--- Data for the task ---
....

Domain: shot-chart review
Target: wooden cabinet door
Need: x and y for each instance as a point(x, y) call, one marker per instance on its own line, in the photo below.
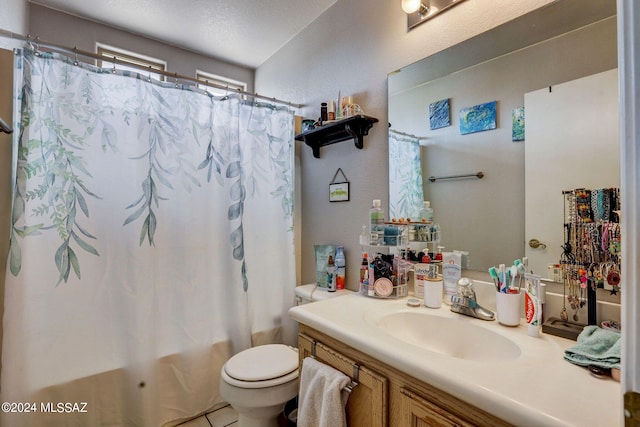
point(367, 404)
point(419, 412)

....

--- Task brief ---
Restate verbatim the lines that begin at the one holding "Need: x and" and end at the last line of the material. Exclude pictures.

--- Response area ---
Need: x and y for each instance as a point(x, y) call, one marker per instance on its own line, in the photo below.
point(367, 404)
point(419, 412)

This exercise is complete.